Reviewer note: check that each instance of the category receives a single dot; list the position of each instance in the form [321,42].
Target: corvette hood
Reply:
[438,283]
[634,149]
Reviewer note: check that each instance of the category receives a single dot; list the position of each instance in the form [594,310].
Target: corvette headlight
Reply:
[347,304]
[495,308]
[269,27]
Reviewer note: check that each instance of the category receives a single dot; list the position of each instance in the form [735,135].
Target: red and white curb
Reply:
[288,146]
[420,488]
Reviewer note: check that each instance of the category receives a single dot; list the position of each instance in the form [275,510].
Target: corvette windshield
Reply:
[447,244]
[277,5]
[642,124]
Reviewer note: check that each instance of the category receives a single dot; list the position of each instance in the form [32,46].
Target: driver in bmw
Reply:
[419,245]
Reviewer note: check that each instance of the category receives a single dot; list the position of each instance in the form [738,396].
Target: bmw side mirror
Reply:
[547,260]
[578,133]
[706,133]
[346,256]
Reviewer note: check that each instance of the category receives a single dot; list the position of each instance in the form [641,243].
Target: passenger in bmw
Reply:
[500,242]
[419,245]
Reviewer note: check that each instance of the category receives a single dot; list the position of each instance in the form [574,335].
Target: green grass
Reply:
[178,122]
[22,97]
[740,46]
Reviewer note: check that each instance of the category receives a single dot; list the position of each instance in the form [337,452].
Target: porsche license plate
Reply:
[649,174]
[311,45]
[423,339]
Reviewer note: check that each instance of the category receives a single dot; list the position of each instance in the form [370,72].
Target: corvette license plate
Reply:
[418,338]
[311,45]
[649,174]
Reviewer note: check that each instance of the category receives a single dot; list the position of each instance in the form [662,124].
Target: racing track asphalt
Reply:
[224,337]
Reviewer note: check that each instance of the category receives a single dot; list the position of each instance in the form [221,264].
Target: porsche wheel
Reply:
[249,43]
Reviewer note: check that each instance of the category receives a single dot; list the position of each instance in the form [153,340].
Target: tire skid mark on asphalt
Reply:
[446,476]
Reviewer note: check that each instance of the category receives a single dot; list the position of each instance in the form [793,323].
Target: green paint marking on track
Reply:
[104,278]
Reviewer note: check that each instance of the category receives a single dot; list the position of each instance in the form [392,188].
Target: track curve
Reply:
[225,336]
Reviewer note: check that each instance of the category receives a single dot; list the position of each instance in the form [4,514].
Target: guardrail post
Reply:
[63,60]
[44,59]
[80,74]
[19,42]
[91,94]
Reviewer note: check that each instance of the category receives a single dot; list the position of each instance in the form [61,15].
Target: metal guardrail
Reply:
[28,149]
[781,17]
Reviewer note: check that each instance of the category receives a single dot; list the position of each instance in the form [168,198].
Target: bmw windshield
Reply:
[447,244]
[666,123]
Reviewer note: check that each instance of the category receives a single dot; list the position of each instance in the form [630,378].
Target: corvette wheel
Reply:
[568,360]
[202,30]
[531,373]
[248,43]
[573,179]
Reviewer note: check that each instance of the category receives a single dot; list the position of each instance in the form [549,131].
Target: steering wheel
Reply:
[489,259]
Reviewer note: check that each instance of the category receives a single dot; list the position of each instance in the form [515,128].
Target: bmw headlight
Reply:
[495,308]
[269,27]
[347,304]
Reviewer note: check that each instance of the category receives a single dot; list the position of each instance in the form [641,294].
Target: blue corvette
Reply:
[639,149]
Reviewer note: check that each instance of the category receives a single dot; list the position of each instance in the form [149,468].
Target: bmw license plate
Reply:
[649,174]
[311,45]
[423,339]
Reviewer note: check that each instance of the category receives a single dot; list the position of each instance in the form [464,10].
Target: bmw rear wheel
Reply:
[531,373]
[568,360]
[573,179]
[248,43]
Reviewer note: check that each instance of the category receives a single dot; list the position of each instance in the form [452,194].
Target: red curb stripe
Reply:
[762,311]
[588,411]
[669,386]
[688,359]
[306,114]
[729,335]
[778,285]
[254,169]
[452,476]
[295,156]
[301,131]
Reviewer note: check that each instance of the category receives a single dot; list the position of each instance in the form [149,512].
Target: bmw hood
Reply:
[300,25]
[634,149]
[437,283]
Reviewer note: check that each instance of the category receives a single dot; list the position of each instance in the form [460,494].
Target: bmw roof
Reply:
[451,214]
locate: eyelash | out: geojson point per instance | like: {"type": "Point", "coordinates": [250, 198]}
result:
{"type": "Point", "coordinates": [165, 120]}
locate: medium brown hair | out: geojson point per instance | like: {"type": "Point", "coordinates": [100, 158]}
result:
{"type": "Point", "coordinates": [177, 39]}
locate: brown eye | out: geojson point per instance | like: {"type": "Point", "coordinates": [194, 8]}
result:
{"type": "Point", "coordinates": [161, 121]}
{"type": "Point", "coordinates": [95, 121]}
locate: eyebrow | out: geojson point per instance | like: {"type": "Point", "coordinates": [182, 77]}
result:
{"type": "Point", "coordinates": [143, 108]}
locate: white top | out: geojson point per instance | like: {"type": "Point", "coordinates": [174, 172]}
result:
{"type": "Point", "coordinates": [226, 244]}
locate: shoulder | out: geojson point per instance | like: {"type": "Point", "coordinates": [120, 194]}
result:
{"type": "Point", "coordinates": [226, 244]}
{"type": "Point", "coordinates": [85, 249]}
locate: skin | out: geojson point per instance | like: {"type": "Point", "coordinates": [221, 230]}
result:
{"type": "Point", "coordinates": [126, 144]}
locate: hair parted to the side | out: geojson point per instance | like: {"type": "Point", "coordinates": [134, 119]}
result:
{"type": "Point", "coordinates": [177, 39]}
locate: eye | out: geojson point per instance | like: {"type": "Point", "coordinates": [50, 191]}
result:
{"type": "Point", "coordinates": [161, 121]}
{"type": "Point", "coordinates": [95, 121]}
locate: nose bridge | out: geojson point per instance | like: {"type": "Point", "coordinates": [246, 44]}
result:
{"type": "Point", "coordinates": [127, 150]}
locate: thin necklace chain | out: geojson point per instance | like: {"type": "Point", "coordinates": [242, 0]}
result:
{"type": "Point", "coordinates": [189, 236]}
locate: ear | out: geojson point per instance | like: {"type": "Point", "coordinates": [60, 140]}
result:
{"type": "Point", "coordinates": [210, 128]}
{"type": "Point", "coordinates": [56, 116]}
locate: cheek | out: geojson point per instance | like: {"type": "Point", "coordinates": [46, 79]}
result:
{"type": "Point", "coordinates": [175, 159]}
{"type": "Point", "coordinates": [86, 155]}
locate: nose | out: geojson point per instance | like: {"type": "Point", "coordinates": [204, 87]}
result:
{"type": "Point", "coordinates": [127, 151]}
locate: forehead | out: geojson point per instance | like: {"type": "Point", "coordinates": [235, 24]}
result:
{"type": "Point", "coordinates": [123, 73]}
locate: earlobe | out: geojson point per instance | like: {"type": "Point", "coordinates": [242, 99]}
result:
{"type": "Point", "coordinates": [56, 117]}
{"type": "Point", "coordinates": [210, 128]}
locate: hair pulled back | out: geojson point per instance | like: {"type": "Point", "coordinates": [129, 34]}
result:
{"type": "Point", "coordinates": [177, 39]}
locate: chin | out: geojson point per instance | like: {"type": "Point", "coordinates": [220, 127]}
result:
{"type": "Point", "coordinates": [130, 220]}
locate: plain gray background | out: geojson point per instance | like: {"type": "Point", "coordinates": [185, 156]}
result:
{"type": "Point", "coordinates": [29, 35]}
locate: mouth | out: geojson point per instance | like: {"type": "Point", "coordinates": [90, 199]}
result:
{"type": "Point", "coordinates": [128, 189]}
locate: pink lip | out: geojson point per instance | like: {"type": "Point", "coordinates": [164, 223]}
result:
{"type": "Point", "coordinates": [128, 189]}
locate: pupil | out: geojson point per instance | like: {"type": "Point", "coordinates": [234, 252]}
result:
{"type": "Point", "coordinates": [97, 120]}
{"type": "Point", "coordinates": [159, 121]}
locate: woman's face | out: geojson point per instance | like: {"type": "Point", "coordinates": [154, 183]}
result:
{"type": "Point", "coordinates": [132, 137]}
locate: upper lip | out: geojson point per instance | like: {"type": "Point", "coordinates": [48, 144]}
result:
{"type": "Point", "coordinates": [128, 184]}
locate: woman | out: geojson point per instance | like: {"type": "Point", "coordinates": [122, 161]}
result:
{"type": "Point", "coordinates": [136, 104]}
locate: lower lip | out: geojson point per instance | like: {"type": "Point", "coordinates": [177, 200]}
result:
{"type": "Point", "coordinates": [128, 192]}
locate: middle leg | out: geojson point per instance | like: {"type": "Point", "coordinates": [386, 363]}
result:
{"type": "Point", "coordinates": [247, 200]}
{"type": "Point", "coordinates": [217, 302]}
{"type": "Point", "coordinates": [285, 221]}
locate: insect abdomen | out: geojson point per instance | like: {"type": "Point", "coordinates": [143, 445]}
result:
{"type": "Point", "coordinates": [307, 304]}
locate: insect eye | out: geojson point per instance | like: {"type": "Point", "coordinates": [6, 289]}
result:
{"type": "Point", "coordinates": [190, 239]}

--

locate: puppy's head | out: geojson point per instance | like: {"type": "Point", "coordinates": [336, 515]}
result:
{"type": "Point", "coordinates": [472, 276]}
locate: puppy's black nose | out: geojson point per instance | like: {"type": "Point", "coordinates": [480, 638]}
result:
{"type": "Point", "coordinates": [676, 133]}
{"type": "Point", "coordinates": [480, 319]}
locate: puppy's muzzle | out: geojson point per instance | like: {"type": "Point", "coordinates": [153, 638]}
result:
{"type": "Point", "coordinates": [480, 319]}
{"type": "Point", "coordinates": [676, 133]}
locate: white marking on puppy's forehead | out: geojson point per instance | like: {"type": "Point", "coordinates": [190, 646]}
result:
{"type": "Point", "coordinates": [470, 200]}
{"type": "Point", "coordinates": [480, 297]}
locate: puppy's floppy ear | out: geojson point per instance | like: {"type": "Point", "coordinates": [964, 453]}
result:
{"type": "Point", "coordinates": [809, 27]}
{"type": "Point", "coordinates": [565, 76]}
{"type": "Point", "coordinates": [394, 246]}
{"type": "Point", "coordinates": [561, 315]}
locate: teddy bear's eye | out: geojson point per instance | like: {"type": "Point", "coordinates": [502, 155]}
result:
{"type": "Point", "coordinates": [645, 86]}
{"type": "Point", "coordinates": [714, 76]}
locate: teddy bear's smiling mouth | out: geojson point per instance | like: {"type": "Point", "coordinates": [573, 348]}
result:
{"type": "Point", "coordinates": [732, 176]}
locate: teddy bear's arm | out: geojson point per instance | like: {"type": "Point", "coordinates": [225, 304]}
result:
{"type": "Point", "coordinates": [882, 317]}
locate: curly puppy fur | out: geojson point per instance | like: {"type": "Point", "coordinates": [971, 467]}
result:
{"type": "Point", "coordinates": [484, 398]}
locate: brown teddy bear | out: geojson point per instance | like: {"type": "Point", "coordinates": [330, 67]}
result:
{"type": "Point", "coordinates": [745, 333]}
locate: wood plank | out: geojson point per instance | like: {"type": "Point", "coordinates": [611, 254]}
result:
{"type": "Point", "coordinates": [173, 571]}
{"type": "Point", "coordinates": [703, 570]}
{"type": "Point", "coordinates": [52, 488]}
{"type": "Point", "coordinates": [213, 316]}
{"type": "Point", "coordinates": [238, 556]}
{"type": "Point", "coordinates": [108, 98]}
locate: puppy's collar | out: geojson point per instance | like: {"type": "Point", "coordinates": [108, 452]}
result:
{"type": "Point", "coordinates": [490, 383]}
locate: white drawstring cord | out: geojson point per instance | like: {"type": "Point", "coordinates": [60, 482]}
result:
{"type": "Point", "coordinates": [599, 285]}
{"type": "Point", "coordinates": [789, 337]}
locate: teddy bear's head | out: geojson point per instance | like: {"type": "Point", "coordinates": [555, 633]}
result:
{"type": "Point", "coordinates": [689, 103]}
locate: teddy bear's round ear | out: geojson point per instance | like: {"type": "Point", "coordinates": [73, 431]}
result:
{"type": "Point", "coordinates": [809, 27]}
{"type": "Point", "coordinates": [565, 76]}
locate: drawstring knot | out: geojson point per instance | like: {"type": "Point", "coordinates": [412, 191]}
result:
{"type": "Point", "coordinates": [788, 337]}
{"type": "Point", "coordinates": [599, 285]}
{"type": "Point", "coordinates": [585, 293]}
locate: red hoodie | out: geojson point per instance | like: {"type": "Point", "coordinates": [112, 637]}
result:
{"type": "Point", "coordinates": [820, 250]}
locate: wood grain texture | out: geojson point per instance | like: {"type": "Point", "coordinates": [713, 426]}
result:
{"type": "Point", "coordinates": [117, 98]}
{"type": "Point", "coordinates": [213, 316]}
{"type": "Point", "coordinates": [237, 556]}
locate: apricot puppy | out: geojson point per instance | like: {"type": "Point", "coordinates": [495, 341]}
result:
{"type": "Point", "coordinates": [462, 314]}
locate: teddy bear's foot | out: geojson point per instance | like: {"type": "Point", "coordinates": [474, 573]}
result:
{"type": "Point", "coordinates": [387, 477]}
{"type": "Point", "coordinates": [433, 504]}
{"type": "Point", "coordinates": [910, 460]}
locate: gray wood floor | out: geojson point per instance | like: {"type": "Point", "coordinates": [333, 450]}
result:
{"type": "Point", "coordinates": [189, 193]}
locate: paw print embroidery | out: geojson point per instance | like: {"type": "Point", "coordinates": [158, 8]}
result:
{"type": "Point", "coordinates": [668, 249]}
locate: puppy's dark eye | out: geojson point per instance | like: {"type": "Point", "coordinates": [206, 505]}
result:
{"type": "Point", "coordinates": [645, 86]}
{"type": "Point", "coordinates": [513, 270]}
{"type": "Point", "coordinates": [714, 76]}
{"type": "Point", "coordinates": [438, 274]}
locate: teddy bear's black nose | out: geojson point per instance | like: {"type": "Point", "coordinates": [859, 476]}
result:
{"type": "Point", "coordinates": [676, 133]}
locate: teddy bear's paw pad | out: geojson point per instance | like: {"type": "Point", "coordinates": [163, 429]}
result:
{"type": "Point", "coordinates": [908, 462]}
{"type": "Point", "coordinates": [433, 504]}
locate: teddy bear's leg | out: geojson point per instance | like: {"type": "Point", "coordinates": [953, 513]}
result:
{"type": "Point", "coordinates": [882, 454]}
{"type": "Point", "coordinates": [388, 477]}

*About this task*
From the entries above, print the lines beginning at the one with "the form [275,510]." and stopping after the one with "the form [738,396].", exactly as written and with nothing else.

*Solution*
Reviewer note: check that each instance of the category receives a single dot; list the position of each instance in the form [275,510].
Target: corvette windshield
Reply:
[447,244]
[277,5]
[642,124]
Reviewer note: check that each instance of the category receives a single dot; list the position of each instance in the form [32,46].
Target: driver in bmw
Reply:
[419,245]
Reviewer note: check that each instance of the category receives a single dot; list the position of each instance in the form [738,396].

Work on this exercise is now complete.